• **Task to carry out**:
Put everything in the data from the line containing "For the benchmark, mark every instance of the tree" down to the line containing "[[1016, 775]]", both included, into a numbered list, skipping any blank lines.

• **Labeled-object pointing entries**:
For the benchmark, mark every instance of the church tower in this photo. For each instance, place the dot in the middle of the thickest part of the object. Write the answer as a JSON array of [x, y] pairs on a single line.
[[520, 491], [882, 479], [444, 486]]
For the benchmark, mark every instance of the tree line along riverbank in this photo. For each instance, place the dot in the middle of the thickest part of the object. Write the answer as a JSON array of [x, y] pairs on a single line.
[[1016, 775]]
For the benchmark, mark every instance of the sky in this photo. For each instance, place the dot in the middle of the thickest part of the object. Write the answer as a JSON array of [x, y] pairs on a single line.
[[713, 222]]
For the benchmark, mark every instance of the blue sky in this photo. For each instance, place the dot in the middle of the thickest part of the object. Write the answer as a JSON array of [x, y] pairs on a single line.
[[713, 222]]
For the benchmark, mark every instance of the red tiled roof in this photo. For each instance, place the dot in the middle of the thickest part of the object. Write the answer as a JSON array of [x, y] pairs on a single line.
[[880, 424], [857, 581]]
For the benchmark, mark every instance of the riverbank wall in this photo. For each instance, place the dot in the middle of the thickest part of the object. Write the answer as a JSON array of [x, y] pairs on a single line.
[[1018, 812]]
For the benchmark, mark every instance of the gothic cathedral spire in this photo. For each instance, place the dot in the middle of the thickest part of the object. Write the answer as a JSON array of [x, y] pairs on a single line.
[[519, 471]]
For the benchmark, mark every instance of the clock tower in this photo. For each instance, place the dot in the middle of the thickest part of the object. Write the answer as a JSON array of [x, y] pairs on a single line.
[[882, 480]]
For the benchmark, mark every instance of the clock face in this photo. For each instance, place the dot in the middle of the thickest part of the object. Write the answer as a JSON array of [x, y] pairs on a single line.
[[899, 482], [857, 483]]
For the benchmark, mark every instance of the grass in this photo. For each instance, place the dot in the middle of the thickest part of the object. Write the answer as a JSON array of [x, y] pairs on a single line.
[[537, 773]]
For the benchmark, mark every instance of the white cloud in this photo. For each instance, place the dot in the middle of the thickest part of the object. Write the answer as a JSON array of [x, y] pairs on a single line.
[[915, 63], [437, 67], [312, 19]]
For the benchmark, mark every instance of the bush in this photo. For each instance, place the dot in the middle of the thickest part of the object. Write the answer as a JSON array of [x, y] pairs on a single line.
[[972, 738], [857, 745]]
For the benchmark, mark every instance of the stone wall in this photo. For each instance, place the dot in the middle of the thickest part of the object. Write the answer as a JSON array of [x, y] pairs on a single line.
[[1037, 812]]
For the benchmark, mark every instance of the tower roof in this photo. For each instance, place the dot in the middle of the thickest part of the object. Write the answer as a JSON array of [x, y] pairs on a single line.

• **Solution for this problem**:
1. For the benchmark, mark every instance of the tree line along riverbank in this photo. For each instance, place the dot in the middle of the thickest part of the object. Write the answer as a JSON array of [x, y] pairs on a single line.
2. [[1016, 775]]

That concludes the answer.